_Source text_.
+-------+

For example, militant factions of ethnic groups in Myanmar, such as the United Wa State Army (UWSA), or the National Democratic Alliance Army (NDAA), have been active in the drug trade for decades. They also control the border region with China, Laos and Thailand.

In Thailand and Laos, on the other hand, security forces have only limited control over the remote and sometimes jungle-covered mountains. Borders are permeable, and border controls in Myanmar, for example, are carried out by the same groups that get their financing through drug trafficking.

These jungle highlands are poorly developed economically and a regular economy doesn't have a chance against the immense profits of the drug trade.

A report by the United Nations Office on Drugs and Crime (UNODC) estimates the market volume of the amphetamine trade throughout Southeast Asia to be $30 to 60 billion (€26 to 52 billion). In comparison, the World Bank estimates Myanmar's gross domestic product in 2018 was almost $70 billion.

The immense amount of drug money also corrupts institutions, similar to what happened with the cocaine trade in some South American countries. Parts of the police, military, politics and administration, even monasteries and monks, are all involved in the Southeast Asian drug trade.

Drugs for every market

Traditionally, the Golden Triangle region has been notorious for the cultivation of opium and the production of heroin. But methamphetamines have been gaining market share for years.

The production of methamphetamines has several advantages over opium cultivation.

Methamphetamine production is not dependent on the harvest cycles of the opium poppy and there is no need for large cultivation areas, only laboratories.

Laboratories can be made mobile and moved if necessary. In recent years, for example, there has been large-scale movement of laboratories from China across the border to Southeast Asian countries, partly due to China's intensified action against the illicit drug trade.

Read more: Thailand's war on drugs targets meth from Myanmar

Infografik - Meth market size in Asia Pacific - EN

These laboratories produce high-grade crystalline methamphetamine, known as "Crystal Meth," which is smuggled and sold in rich countries like Australia, Japan and South Korea.

For markets in poorer nations, labs produce "Yaba" or "Yama," which is a cheap mixture of caffeine and methamphetamine sold as a pill. Yaba is popular in Southeast Asia and South Asia, especially in Bangladesh.

+-------+

_Information shown_.
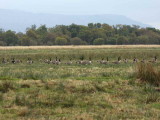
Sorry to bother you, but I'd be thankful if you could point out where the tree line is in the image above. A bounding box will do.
[0,23,160,46]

+-------+

_Given exercise_.
Please print the drug trade text from "Methamphetamine production is" to "illicit drug trade.", word for word.

_Complete answer_.
Methamphetamine production is not dependent on the harvest cycles of the opium poppy and there is no need for large cultivation areas, only laboratories.

Laboratories can be made mobile and moved if necessary. In recent years, for example, there has been large-scale movement of laboratories from China across the border to Southeast Asian countries, partly due to China's intensified action against the illicit drug trade.